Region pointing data
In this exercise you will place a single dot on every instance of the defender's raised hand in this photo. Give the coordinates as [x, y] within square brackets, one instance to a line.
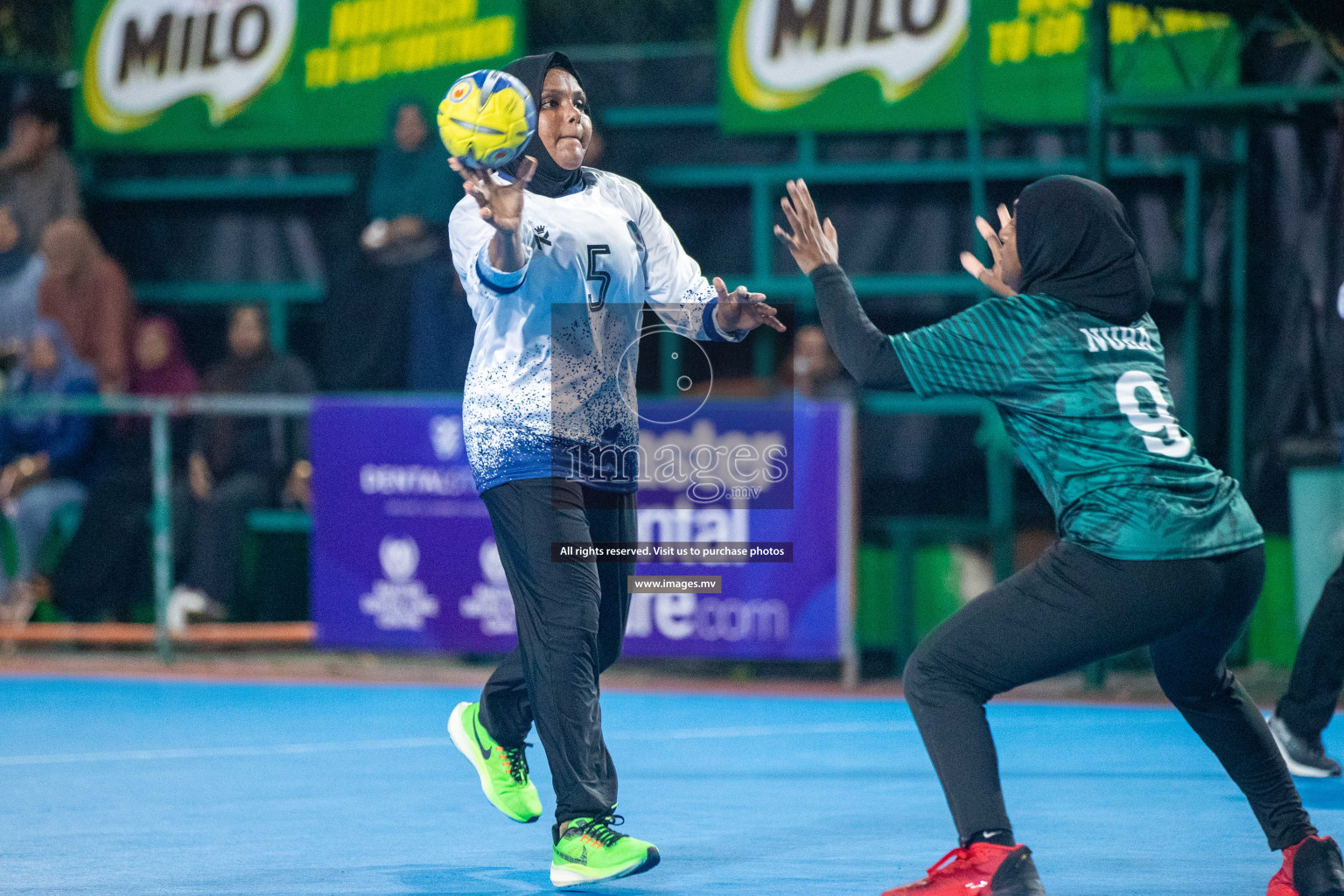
[812, 242]
[1005, 276]
[501, 205]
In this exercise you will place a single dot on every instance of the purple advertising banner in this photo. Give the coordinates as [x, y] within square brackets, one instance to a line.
[403, 556]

WORK TO COMPLETE: Output each record verbatim, but skip anything that is a picture.

RESULT OF THE EXERCISE:
In this exercise you will place a single dot on every instance of the defender's raised hand in this photo. Give the coordinates as [x, y] within square brackets, one instance to a line.
[812, 242]
[1005, 276]
[501, 205]
In this exercise you will place a single dot on every instance of the purple advertising banner in this photo. Give the coordinates as [x, y] within square brackets, one instance to a line.
[403, 556]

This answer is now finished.